** Point placement records **
· · · ·

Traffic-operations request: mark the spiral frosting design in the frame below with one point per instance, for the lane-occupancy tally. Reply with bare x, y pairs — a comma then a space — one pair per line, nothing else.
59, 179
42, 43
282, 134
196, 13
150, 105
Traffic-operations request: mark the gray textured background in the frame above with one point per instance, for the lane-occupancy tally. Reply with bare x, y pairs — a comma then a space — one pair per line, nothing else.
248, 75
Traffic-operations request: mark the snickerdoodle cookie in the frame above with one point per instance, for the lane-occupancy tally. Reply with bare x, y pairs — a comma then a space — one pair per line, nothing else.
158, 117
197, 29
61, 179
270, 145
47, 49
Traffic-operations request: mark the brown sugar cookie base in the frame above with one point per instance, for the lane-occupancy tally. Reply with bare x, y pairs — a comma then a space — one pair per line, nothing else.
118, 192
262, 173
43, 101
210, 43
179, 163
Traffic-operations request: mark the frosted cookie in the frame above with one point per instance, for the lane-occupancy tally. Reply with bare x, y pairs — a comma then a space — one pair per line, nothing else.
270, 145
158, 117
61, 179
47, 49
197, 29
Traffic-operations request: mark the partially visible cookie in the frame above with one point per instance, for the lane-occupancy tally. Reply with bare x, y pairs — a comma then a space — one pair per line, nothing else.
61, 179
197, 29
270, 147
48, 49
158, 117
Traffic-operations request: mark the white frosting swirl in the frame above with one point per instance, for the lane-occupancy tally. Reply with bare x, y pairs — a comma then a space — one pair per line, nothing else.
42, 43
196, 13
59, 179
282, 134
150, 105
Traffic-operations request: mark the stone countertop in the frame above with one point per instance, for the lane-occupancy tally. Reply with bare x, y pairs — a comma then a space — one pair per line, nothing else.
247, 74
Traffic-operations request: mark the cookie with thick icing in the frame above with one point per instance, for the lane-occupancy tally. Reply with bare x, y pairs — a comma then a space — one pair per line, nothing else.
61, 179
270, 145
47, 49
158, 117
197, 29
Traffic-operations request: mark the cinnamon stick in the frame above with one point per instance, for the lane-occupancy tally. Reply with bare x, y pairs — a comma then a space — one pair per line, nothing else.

· · · ·

** Brief **
Give every row above as a JSON list of strings, with one string per line and blank lines left out.

** Result for this exercise **
[
  "Traffic-operations request: mark the spiral frosting design in the frame below with one point per instance, for the lane-occupancy tally. Reply with bare x, y pairs — a comma then a space — one pair per line, nothing else.",
  "59, 179",
  "42, 43",
  "282, 134",
  "196, 13",
  "150, 105",
  "Traffic-operations request: mark the gray textured background in the frame above with one point per instance, for the lane-occupancy tally. Reply with bare x, y pairs — a comma then a space — one pair per line, nothing else.",
  "248, 75",
  "Traffic-operations request: mark the snickerdoodle cookie in the frame above with one point per instance, for the lane-occupancy tally. Reply with bare x, y pairs — a comma then a space — one pair per line, nothing else.",
  "158, 117",
  "197, 29",
  "61, 179",
  "270, 145",
  "47, 49",
  "Traffic-operations request: mark the brown sugar cookie base in the frame above with one point per instance, for the lane-occupancy tally. Reply with bare x, y pairs — a comma then a space — one pair per line, nothing else.",
  "118, 192",
  "262, 173",
  "43, 101",
  "210, 43",
  "179, 163",
  "Traffic-operations request: mark the frosted cookie in the frame above with one point per instance, for the lane-occupancy tally. Reply with bare x, y pairs — a comma then a space — one pair per line, nothing else.",
  "270, 145",
  "158, 117",
  "61, 179",
  "47, 49",
  "197, 29",
  "Traffic-operations request: mark the partially visible cookie in the frame above with one point per instance, for the lane-occupancy tally. Reply with bare x, y pairs — a comma then a space — one pair per line, nothing else.",
  "61, 179",
  "197, 29",
  "270, 147",
  "48, 49",
  "158, 117",
  "Traffic-operations request: mark the white frosting swirl in the frame above with one point per instance, for the lane-occupancy tally. Reply with bare x, y pairs — a comma then a space — one pair per line, nothing else.",
  "42, 43",
  "196, 13",
  "59, 179",
  "282, 134",
  "150, 105",
  "Traffic-operations request: mark the stone countertop in the frame above with one point per instance, for the lane-occupancy tally. Reply with bare x, y pairs — a comma then a space — one pair per line, nothing else.",
  "247, 74",
  "Traffic-operations request: mark the cookie with thick icing in the frame above with one point per instance, for the lane-occupancy tally. Reply with bare x, y pairs — a comma then a space — one pair per line, nothing else.",
  "61, 179",
  "270, 145",
  "47, 49",
  "158, 117",
  "197, 29",
  "Traffic-operations request: mark the cinnamon stick in the frame above with one point per instance, for the lane-occupancy tally. Reply with bare x, y pairs — a comma then a space — one pair per line, nothing else."
]